Records from a data source:
▬▬▬▬▬▬▬▬▬▬
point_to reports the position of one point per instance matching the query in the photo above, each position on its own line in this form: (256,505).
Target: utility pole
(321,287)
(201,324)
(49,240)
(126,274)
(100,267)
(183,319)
▬▬▬▬▬▬▬▬▬▬
— What the exercise asks —
Repeat every one of the records above word for word, with nothing changed, added, or left out.

— Solution for this task —
point_to reports the position of one point per instance matching the query in the photo above, each position on its own line in this form: (256,505).
Target: utility pole
(321,287)
(201,324)
(49,240)
(126,274)
(100,267)
(183,319)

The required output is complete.